- **TASK DESCRIPTION**
In the answer, each line must appear exactly as in the records, and no picture may appear.

- **INFORMATION**
^^^^

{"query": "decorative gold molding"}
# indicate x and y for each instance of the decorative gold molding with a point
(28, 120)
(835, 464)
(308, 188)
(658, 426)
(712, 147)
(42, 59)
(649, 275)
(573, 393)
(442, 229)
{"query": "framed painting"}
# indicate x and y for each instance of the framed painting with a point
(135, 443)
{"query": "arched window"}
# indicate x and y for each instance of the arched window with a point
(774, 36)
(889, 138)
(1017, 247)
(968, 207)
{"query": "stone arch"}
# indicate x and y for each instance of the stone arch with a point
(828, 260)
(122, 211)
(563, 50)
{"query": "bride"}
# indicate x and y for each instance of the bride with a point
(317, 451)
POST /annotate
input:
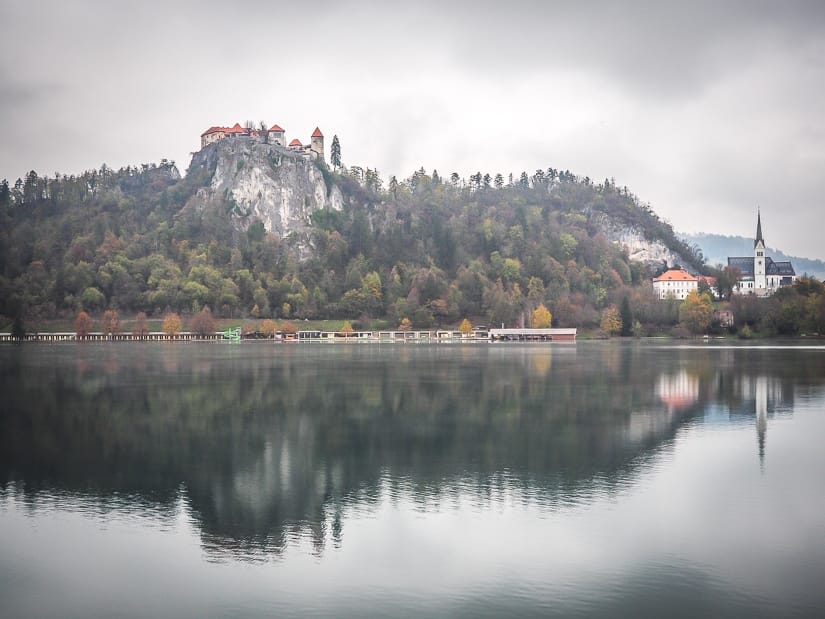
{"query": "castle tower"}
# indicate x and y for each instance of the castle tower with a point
(277, 135)
(759, 280)
(316, 143)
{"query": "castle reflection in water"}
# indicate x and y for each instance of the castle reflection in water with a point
(268, 449)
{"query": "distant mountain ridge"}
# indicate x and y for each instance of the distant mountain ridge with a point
(717, 247)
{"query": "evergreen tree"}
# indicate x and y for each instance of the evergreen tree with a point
(18, 331)
(335, 152)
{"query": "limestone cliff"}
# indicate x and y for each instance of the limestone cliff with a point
(252, 181)
(639, 247)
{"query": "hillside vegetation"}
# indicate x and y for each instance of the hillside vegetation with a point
(425, 248)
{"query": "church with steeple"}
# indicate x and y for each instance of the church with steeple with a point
(760, 275)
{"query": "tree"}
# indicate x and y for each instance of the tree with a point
(696, 312)
(626, 316)
(611, 321)
(335, 152)
(82, 325)
(172, 324)
(202, 323)
(141, 328)
(269, 327)
(542, 318)
(726, 280)
(110, 323)
(18, 330)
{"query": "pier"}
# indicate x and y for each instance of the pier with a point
(316, 337)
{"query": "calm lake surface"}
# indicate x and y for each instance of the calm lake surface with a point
(598, 479)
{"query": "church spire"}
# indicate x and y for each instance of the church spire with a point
(758, 228)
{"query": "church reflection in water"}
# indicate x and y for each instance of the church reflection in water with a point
(274, 449)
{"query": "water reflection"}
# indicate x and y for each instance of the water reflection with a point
(271, 447)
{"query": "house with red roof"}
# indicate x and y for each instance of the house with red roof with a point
(675, 283)
(274, 135)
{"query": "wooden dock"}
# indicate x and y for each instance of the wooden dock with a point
(318, 337)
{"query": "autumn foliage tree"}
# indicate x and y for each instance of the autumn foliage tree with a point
(141, 326)
(269, 327)
(696, 312)
(542, 318)
(110, 323)
(611, 321)
(202, 323)
(172, 324)
(288, 327)
(82, 324)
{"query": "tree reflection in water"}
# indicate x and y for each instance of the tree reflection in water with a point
(274, 445)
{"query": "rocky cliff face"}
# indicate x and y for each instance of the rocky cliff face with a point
(253, 181)
(639, 248)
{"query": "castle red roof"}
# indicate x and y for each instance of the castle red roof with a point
(212, 130)
(675, 275)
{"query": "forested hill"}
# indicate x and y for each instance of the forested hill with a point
(431, 249)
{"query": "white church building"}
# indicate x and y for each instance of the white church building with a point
(760, 275)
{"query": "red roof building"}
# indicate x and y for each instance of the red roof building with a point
(675, 283)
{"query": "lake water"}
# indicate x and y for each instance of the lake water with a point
(598, 479)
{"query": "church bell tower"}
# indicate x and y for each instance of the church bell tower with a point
(759, 280)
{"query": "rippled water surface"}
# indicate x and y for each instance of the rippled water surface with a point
(598, 479)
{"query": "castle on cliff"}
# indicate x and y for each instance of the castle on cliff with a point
(274, 135)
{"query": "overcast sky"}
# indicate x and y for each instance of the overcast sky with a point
(705, 110)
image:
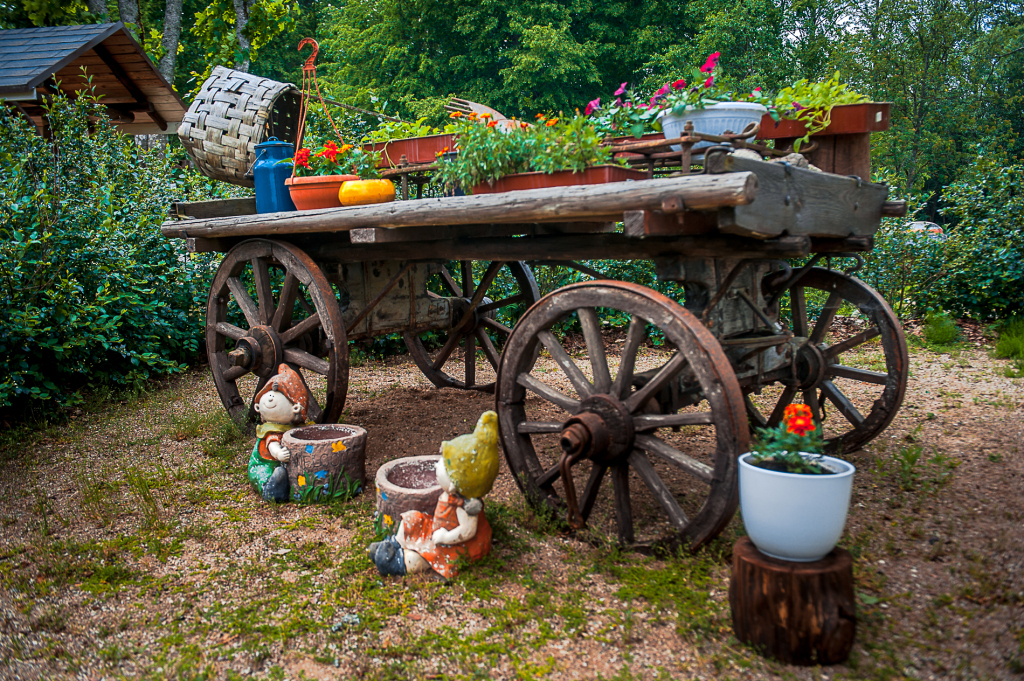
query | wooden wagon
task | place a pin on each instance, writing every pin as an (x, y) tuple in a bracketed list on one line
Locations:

^^^^

- **REPLY**
{"query": "decorative gold molding"}
# indicate x and y for each instance of the decorative gold molding with a point
(28, 120)
(835, 464)
(308, 188)
(658, 426)
(712, 147)
(42, 59)
(649, 275)
(573, 393)
(442, 229)
{"query": "framed painting"}
# indicate x and y for each instance of the framed painting with a point
(135, 443)
{"query": "arched window"}
# indicate x and y for each instance of the arched window with a point
(774, 36)
(889, 138)
(1017, 247)
(968, 207)
{"query": "stone arch"}
# indicate x and y for each instance of the stone arch with a point
(828, 260)
(122, 211)
(563, 50)
{"query": "bride"}
# indicate x and y for each instance of the bride with a point
(317, 451)
POST /annotate
input:
{"query": "castle tower"}
# indicate x and y for each instance of the castle tower with a point
(277, 135)
(759, 280)
(316, 143)
{"query": "castle reflection in water"}
# indicate x and y for each instance of the castle reflection in water with a point
(268, 449)
{"query": "distant mountain ridge"}
# indicate x and y for each instance of the distant mountain ridge with a point
(717, 247)
{"query": "evergreen tree"}
# indicate x and y for each instance of the evergreen tree with a point
(18, 331)
(335, 152)
{"query": "limestone cliff"}
# indicate x and y for each instance of the limestone cliff with a point
(252, 181)
(639, 247)
{"query": "hillside vegetation"}
# indicate x and y for each instance of the hillside vegetation with a point
(425, 248)
{"query": "church with steeple"}
# indicate x and y for each instance of the church with steeple with a point
(760, 275)
{"query": "tree"}
# indicate x and y for each instance of the tree with a point
(696, 312)
(626, 316)
(611, 321)
(335, 152)
(82, 325)
(172, 324)
(202, 323)
(141, 328)
(269, 327)
(542, 318)
(726, 280)
(110, 323)
(18, 330)
{"query": "pier"}
# indicate x and y for each instance of the pier with a point
(316, 337)
{"query": "calm lake surface"}
# indicate x and y for each instance of the calm lake surface with a point
(598, 479)
{"query": "church spire"}
# indicate x and y for each instance of the church spire with a point
(758, 228)
{"query": "church reflection in water"}
# indicate x and y for each instance of the church reflection in water with a point
(274, 449)
{"query": "water reflection"}
# indicate x and y for each instance of the water reflection with a point
(271, 447)
{"query": "house with red roof"}
# indicate x and y for each instance of the house with red roof with a point
(675, 283)
(274, 135)
{"query": "wooden dock"}
# indicate x and y for each instance of the wooden dock with a point
(318, 337)
{"query": "autumn foliage tree"}
# indicate x and y for each instance of the autumn foliage tree with a point
(141, 326)
(269, 327)
(696, 312)
(542, 318)
(110, 323)
(611, 321)
(202, 323)
(172, 324)
(288, 327)
(82, 324)
{"query": "tree reflection in water"}
# indicate x and y for each instance of the tree reflection in water with a point
(274, 445)
{"query": "rocky cliff face"}
# indicate x and y for each instance of the rocky cliff face with a point
(253, 181)
(639, 248)
{"query": "castle red roof"}
# indicate x and y for each instance of the castle red roof with a point
(212, 130)
(675, 275)
{"query": "forested hill"}
# indicate x and y for each instance of the forested hill with a point
(431, 249)
{"query": "white church building"}
# indicate x and y for each instance of the white church building with a point
(760, 275)
{"query": "red roof building"}
# indicate x and y for each instance of the red roof building with a point
(675, 283)
{"query": "lake water"}
# indicate x and y for each instance of the lake water with a point
(598, 479)
{"query": "church bell tower"}
# indicate x and y for each instance of the church bell tower with a point
(759, 280)
{"query": "rippled water surface"}
# indicate x and y for each instance of the rippled water surface with a point
(598, 479)
{"query": "castle on cliff"}
# indicate x and y for each instance of the castle on cliff with a point
(274, 135)
{"query": "overcast sky"}
# indicate x and y for each instance of the overcast sky with a point
(705, 110)
image:
query | wooden wagon
task | place a pin on each instance, writing every pin as an (x, y) tuple in a bracketed list on one line
Locations:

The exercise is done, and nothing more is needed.